SET EXERCISE 1
In the passage on Washington friendships, what is the title of the book by Mark Leibovich that the writer discusses?
SET EXERCISE 2
Summarize the passage on Washington friendships in two sentences.
SET EXERCISE 3
Please write out the passage on Washington friendships starting with "And while I" and going on through "of pure motive.".

TEXT TO READ
((

You don’t hear or read about the private visits to sick or depressed friends, or the support to the families of lost colleagues or all-night vigils with colleagues in crisis for whatever reason. You don’t hear about the job and career help, food and board when friends are down and out, or loans exchanged during the many campaign droughts, which no one ever expects will be repaid and would be offended if they were. This sort of thing happens interparty, intraparty, cross party and even between the adversarial politico and media types. These are the gestures, the ties, the acts of true friendship between people that you hear least about—and that keep the whole crazy culture glued together.
And while I am a fan of Mark Leibovich personally and professionally, and confess to being as titillated as everyone else with his takedowns, one of the things I didn’t like about This Town is how it makes all kindness and true connection between Washington friends look suspect—as if there were no such thing. This Town is an extraordinarily insightful presentation of the ugly side of that town, but the place is not as completely one-dimensional as you might have been led to believe. I am pretty sure Mark knows this, because he is a genuinely good guy and understands the sometimes unattractive accommodations necessitated by the rough-and-tumble of politics. People enter public service and politics for many reasons—and quite a lot of them are good. And the friendships created in D.C. are not all transactional. They can be real, and true and of pure motive.

))

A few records

((

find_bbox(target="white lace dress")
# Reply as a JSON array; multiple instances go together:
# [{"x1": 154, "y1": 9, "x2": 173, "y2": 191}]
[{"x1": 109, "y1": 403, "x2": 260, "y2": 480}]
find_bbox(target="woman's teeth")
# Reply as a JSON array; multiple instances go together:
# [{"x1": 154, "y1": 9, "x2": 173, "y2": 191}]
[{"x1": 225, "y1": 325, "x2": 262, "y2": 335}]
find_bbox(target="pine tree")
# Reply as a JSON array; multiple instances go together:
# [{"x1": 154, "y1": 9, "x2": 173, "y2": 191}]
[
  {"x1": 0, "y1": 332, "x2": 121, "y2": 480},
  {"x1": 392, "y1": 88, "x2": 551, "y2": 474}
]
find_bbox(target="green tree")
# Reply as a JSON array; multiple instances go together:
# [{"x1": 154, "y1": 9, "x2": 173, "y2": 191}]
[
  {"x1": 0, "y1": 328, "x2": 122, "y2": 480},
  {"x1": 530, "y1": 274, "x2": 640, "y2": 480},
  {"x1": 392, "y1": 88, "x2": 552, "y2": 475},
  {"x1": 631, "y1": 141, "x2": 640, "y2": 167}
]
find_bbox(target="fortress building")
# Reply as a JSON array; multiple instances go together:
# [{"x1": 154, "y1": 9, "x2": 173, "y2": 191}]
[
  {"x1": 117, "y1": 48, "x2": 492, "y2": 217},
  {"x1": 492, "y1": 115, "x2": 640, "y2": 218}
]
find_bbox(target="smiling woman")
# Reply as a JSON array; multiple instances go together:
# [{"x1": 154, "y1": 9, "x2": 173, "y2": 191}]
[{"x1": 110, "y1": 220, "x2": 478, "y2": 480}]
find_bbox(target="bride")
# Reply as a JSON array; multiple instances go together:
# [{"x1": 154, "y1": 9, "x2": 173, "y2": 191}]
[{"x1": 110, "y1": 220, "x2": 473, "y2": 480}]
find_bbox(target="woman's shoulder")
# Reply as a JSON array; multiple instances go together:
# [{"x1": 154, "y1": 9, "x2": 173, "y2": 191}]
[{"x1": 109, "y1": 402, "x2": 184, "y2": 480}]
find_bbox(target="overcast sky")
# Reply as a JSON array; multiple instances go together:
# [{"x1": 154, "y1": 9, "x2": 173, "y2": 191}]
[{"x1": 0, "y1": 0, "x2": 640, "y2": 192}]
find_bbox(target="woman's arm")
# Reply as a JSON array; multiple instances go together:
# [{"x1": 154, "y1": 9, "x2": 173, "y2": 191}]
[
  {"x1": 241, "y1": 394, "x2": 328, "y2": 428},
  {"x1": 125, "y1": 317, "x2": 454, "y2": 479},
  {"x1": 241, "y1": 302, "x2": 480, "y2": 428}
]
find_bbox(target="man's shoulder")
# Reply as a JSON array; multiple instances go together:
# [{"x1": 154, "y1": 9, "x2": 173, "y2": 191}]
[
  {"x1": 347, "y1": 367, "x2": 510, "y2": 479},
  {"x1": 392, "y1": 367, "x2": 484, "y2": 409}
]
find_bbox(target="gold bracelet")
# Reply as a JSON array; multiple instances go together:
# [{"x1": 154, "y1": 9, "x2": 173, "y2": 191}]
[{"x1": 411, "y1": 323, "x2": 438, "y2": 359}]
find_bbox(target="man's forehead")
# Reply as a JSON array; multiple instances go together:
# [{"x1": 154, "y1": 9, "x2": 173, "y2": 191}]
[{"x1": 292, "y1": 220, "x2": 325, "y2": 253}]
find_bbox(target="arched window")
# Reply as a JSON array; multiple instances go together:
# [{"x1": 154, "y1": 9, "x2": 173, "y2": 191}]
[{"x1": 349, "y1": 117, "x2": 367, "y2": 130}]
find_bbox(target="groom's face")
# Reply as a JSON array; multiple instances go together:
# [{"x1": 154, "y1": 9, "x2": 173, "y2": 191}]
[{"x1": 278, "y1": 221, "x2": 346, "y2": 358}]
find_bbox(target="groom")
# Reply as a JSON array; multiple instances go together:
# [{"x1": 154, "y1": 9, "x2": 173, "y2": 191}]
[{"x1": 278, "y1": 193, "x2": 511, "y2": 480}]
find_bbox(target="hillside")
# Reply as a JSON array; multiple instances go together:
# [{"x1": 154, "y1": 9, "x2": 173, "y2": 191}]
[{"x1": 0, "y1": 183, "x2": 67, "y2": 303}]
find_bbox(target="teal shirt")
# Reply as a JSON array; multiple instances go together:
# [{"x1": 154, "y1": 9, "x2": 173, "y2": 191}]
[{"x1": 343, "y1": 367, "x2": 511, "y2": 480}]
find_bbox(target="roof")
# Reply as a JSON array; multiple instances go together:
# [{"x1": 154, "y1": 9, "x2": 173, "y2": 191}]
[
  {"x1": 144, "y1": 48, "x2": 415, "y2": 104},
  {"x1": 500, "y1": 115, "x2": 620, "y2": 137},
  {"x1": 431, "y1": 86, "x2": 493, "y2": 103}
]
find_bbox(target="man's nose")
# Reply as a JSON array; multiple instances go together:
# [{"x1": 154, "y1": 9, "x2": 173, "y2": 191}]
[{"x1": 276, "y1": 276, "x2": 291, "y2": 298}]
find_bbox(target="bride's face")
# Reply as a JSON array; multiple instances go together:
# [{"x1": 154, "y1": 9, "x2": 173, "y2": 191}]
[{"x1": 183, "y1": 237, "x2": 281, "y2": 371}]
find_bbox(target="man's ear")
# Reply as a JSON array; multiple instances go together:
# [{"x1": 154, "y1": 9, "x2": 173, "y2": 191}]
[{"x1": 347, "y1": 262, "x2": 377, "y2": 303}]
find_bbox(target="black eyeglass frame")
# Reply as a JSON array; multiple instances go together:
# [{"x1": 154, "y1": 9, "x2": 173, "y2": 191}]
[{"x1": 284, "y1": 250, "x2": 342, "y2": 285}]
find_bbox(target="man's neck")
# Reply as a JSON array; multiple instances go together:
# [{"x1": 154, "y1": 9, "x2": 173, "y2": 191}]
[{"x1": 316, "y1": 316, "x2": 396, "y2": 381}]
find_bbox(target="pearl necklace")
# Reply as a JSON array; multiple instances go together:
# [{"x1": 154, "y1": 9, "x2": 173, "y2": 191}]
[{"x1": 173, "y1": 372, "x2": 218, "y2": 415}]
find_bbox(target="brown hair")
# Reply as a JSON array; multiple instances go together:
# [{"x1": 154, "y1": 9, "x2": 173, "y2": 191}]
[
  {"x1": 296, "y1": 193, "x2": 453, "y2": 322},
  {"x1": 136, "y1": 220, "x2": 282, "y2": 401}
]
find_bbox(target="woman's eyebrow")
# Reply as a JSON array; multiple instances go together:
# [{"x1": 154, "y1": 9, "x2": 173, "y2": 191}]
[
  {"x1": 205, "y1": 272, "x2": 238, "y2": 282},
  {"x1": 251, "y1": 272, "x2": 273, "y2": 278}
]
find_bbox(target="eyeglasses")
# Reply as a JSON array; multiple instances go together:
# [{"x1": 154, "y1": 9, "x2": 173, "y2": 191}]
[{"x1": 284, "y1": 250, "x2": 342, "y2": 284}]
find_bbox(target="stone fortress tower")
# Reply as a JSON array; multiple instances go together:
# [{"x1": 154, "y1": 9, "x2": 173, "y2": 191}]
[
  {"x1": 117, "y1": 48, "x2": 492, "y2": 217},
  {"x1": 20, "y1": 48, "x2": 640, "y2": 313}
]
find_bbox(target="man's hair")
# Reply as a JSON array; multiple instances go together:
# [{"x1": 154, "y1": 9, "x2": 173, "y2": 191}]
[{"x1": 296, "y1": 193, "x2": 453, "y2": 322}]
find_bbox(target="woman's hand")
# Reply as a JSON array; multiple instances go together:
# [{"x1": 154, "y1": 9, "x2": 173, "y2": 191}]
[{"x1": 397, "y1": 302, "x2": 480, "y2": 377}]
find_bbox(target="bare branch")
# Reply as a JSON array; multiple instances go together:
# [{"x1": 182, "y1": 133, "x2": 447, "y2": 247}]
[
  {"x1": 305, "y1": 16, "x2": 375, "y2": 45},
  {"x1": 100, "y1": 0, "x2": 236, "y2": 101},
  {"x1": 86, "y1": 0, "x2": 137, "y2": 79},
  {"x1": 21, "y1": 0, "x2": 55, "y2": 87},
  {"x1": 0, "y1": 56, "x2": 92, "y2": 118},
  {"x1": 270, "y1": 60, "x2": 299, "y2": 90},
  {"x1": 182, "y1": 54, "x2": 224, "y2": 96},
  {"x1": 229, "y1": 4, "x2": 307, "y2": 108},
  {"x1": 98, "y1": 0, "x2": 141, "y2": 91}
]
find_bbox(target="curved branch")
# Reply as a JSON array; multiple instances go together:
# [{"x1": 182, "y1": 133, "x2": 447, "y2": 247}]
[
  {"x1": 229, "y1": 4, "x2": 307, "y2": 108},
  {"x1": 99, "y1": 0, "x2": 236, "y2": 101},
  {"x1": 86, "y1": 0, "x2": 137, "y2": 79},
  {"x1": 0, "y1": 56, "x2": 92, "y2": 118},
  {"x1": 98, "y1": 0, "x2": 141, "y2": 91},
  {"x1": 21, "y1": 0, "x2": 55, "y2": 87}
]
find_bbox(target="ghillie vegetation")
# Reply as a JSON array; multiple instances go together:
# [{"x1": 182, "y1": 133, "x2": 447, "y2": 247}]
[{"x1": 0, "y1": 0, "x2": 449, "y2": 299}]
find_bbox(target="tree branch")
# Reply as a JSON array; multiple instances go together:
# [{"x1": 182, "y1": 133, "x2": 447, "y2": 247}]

))

COMPLETE OUTPUT 1
This Town

COMPLETE OUTPUT 2
Washington insiders quietly help one another through illness, loss, crisis and money troubles, across party lines and even between politicians and the press, and these unseen acts of friendship hold the political culture together. Although the writer admires Mark Leibovich and his book This Town, the writer objects that it makes all kindness among Washington friends look suspect, when in fact many people enter politics for good reasons and D.C. friendships can be real and sincere.

COMPLETE OUTPUT 3
And while I am a fan of Mark Leibovich personally and professionally, and confess to being as titillated as everyone else with his takedowns, one of the things I didn’t like about This Town is how it makes all kindness and true connection between Washington friends look suspect—as if there were no such thing. This Town is an extraordinarily insightful presentation of the ugly side of that town, but the place is not as completely one-dimensional as you might have been led to believe. I am pretty sure Mark knows this, because he is a genuinely good guy and understands the sometimes unattractive accommodations necessitated by the rough-and-tumble of politics. People enter public service and politics for many reasons—and quite a lot of them are good. And the friendships created in D.C. are not all transactional. They can be real, and true and of pure motive.